Because the listing below is to be kept intact, restate all of it word for word.

▶ _Source data_:
####
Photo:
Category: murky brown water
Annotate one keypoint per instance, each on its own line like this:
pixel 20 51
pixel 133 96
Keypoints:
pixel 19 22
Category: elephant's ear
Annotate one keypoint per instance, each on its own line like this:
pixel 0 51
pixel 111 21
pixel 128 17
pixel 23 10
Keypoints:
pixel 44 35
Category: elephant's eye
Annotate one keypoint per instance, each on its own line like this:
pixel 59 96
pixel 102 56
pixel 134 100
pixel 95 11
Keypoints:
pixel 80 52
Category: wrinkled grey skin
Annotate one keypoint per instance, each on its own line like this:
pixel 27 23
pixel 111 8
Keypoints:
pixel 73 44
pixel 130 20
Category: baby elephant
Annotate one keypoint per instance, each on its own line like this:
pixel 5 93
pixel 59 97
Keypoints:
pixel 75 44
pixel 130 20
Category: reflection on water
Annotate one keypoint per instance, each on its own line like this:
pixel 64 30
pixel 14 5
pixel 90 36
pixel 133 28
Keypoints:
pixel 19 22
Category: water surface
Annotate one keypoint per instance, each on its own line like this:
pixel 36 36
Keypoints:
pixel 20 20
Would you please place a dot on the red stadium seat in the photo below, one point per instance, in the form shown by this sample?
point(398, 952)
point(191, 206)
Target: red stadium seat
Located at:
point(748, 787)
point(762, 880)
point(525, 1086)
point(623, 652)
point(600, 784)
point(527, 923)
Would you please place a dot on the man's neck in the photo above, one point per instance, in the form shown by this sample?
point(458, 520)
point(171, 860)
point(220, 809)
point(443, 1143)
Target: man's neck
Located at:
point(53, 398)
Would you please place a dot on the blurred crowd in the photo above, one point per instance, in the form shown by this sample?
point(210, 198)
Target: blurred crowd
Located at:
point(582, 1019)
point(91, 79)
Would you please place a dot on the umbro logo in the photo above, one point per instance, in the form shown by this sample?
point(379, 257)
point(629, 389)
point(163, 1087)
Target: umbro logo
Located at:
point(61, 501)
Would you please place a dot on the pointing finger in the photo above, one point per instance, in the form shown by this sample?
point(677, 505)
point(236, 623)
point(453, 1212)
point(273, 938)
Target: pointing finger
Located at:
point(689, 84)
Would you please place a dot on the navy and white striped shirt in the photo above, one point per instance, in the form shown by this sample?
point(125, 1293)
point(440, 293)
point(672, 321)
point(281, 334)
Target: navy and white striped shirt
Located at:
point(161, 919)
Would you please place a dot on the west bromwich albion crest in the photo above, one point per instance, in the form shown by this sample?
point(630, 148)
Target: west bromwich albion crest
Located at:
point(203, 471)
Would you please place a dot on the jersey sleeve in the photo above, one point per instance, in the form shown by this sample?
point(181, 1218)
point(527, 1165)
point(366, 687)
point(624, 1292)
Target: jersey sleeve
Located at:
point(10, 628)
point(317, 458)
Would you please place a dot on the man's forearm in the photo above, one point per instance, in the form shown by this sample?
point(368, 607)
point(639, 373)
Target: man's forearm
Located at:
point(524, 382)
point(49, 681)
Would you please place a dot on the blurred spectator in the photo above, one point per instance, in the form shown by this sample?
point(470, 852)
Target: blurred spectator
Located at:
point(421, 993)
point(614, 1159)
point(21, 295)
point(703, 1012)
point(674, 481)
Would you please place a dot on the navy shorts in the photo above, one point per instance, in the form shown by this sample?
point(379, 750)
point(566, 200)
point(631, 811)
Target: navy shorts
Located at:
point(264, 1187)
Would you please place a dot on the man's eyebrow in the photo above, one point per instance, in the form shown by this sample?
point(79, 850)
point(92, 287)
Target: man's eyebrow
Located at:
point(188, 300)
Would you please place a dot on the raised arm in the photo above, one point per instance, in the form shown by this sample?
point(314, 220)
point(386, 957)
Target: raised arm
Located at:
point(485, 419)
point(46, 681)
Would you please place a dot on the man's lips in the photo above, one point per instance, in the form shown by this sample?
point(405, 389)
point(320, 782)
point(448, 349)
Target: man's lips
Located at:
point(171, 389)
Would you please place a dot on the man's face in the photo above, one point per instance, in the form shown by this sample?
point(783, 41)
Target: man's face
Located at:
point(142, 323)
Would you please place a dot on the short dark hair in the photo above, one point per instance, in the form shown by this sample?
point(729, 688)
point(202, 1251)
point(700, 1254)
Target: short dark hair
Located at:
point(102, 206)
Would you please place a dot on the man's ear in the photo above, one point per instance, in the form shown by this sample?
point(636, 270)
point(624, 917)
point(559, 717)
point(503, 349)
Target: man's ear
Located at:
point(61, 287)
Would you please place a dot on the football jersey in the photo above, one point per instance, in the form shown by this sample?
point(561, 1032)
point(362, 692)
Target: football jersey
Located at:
####
▶ _Solution for this problem_:
Photo:
Category: murky brown water
Annotate one keypoint per instance, each on its own line like this:
pixel 20 51
pixel 133 96
Keypoints:
pixel 19 22
Category: elephant's ear
Annotate one keypoint per instance, each on its own line like this:
pixel 0 51
pixel 111 21
pixel 128 17
pixel 23 10
Keypoints:
pixel 44 35
Category: elephant's eye
Annotate one keypoint per instance, each on its own line like this:
pixel 59 96
pixel 102 56
pixel 134 100
pixel 95 11
Keypoints:
pixel 80 52
Category: wrinkled grey skin
Annotate one keypoint per instance, each on its own line like this:
pixel 27 23
pixel 111 8
Keypoints:
pixel 73 44
pixel 130 20
Category: baby elephant
Annotate one keypoint per instance, each on its own line like this:
pixel 5 93
pixel 59 97
Keypoints:
pixel 75 44
pixel 130 20
Category: reflection on water
Annotate one keypoint per instance, each on its own line like this:
pixel 64 30
pixel 14 5
pixel 90 36
pixel 133 28
Keypoints:
pixel 19 22
Category: water surface
Annotate one keypoint per instance, each on its own line like this:
pixel 36 36
Keypoints:
pixel 20 20
Would you please place a dot on the red stadium seat in the photo below, one point per instance, in the form shown by this sample?
point(398, 952)
point(191, 206)
Target: red stadium seat
Located at:
point(748, 787)
point(762, 880)
point(525, 1086)
point(623, 652)
point(600, 784)
point(527, 923)
Would you please place a dot on the man's neck in the photo above, one point per instance, in the form shown by this sample?
point(458, 520)
point(171, 860)
point(220, 809)
point(443, 1143)
Target: man's neck
Located at:
point(53, 398)
Would you please place a dot on the blurred crowd in the photo above, one point per instance, in the form shown by this sample?
point(210, 198)
Target: blurred crowd
Located at:
point(582, 1019)
point(91, 79)
Would you please place a dot on the umbro logo in the photo above, one point per instance, in the form shown by this sample?
point(379, 257)
point(629, 389)
point(163, 1087)
Target: umbro logo
Located at:
point(61, 501)
Would you please place a dot on the pointing finger in the photo above, one point per instance, in the form shown by this sample?
point(677, 505)
point(236, 623)
point(453, 1212)
point(273, 938)
Target: pointing finger
Located at:
point(689, 84)
Would you please place a dot on the navy and white striped shirt in the photo above, one point per instance, in the form shown by this sample?
point(125, 1293)
point(440, 293)
point(672, 321)
point(281, 334)
Target: navy and white striped shirt
Located at:
point(161, 919)
Would you please place a dot on the west bromwich albion crest in the photo above, one point per instance, in the form shown by this sample?
point(630, 148)
Target: west bromwich albion crest
Located at:
point(203, 471)
Would you please place a dot on the jersey sleeve in the photo above, one point per instance, in the form shown by this sample?
point(181, 1218)
point(527, 1165)
point(366, 687)
point(624, 1292)
Target: jersey sleeve
Located at:
point(10, 628)
point(317, 458)
Would you please place a dot on the man's forearm in the photo above, one point per instance, in the form shown by this sample?
point(368, 607)
point(639, 373)
Target: man's forearm
Located at:
point(524, 382)
point(49, 681)
Would you please place a dot on the blurred spectator in the photo above, one point per instance, in the form shown by this sample?
point(470, 852)
Target: blurred spectator
Located at:
point(421, 993)
point(614, 1159)
point(21, 295)
point(703, 1012)
point(674, 481)
Would you please place a dot on the navy shorts in the photo above, one point per instance, in the form shown by this sample?
point(379, 750)
point(566, 200)
point(631, 811)
Target: navy shorts
Located at:
point(264, 1187)
Would you please place a dot on the man's eyebrow in the photo above, one point per instance, in the form shown by this sample?
point(79, 850)
point(92, 287)
Target: man's eyebrow
Located at:
point(188, 300)
Would you please place a dot on the raised arm in the photo above, one point per instance, in the form shown by this sample?
point(314, 220)
point(386, 957)
Target: raised arm
Located at:
point(485, 419)
point(46, 681)
Would you please place a dot on the man's lips in the photo above, one point per instance, in the form shown by this sample?
point(405, 389)
point(320, 782)
point(448, 349)
Target: man's lips
Located at:
point(171, 389)
Would you please place a dot on the man's face in the photo above, one point per instance, in the form shown by this sample?
point(783, 41)
Target: man's face
Located at:
point(142, 323)
Would you please place a dot on the short dark hair in the photo above, one point per instance, in the form shown by this sample?
point(729, 688)
point(202, 1251)
point(700, 1254)
Target: short dark hair
Located at:
point(102, 206)
Would you please place a dot on the man's ear in the photo above, one point per instance, in the form shown by this sample?
point(636, 270)
point(624, 917)
point(559, 717)
point(503, 349)
Target: man's ear
Located at:
point(61, 287)
Would you please place a dot on the football jersey in the photo above, one point per instance, in the form shown by this sample?
point(561, 1032)
point(362, 692)
Target: football jersey
Located at:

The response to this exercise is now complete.